START Provided passage

Fri, Jan 14, 2022 1:08 PM
By KEN SWEET, AP Business Writer
NEW YORK (AP) — Three of the nation’s biggest banks reported blowout profits for 2021 on Friday, helped by the improving economy and consumers and businesses willing to spend and take on loans.
But Inflation is clouding the outlook for 2022, based on comments from bank executives to reporters and industry analysts. They foresee higher inflation this year and are faced with higher costs for compensation as the banks compete for talent and employees. Wall Street could hear similar comments in the next few weeks as the rest of Corporate America releases results and shares its outlook for the upcoming year.
“We spent a good deal of 2021 talking about inflation and I suspect we are going to spend even more time in 2022 talking about it,” said Mark Mason, the chief financial officer at Citigroup, in a Friday call with journalists.
While JPMorgan reported a 14% decline in fourth quarter earnings, the bank still brought in nearly $50 billion in profits for the full year 2021, up significantly from a profit of $36.4 billion in 2019, before the pandemic hit.
Citi brought in $21.95 billion last year. That exceeds what Citigroup made in 2006, when the bank earned $21.2 billion at the height of the mortgage bubble and when Citigroup was a financial conglomerate significantly larger than what it is today.
Wells Fargo’s full-year profits were $21.55 billion, slightly below previous records but multiples better than where they were a year earlier. Wells’ operations continue to be restrained by the Federal Reserve, which capped the bank from getting larger after its sales practices problems and other scandals.
Both JPMorgan and Citi reported higher expenses last quarter, much more than what analysts’ had expected. Both banks said it was partially due to the need to recruit new employees and pay them the higher wages they were now asking for.
“Labor markets are tight, that there’s a little bit of labor inflation, and it’s important for us to attract and retain the best talent and pay competitively,” said Jeremy Barnum, JPMorgan’s CFO, in a call with reporters. Barnum said he expects the bank will face “headwinds” this year, including higher wages, that could impact its profitability.
Wells was able to keep expenses relatively managed in the fourth quarter quarter, but also expects wage inflation to hit this year.

END Provided passage

**Questions on the material**
a - Quote the bank earnings article from "Citi brought in" and going on through "it is today.", reproducing every word of that span without change.
b - Extend the article on the banks' 2021 profits and inflation outlook, beginning after its final sentence.

START Recorded information

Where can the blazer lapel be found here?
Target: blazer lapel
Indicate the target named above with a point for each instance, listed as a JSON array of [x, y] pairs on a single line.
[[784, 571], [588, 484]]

END Recorded information

**Per-task answers**
a -
Citi brought in $21.95 billion last year. That exceeds what Citigroup made in 2006, when the bank earned $21.2 billion at the height of the mortgage bubble and when Citigroup was a financial conglomerate significantly larger than what it is today.

b -
“We expect approximately $500 million of wage-and-benefits-related inflationary increases in 2022 above and beyond the normal level of merit and pay increases,” Mike Santomassimo, the bank’s CFO, told investors.
One positive thing for banks, if inflation continues, is rising interest rates. The Federal Reserve has already telegraphed to investors that the central bank is considering at least three interest rate hikes this year to keep inflation in check. Higher interest rates mean banks can charge more to borrowers for loans.
What worries bankers is that inflation could get out of control and the Fed would have to act more aggressively to tame it.
“The big concern is whether this inflation turns into a wage-price spiral,” Mason told reporters, referring to the economic phenomenon where employees demand higher wages to cover their rising cost of living, which causes companies to raise prices on items to cover higher wages. It can lead to years of high inflation, with the most notable example being the rampant inflation in the 1970s.
In a call with investors, JPMorgan CEO Jamie Dimon said it could take “six or seven” rate hikes this year to get inflation under control.
“This whole notion that somehow it’s going to be sweet and gentle and no one is ever going to be surprised (is a) mistake,” Dimon said.
Investors will get quarterly results from Bank of America, Goldman Sachs and Morgan Stanley next week. There will be significant attention on the investment banks — Goldman and Morgan — since both banks typically have some of the highest compensation costs in the industry.
Bloomberg News reported Friday that Goldman plans to pay out one-time bonuses to its highest-paid employees in order to keep them at the firm.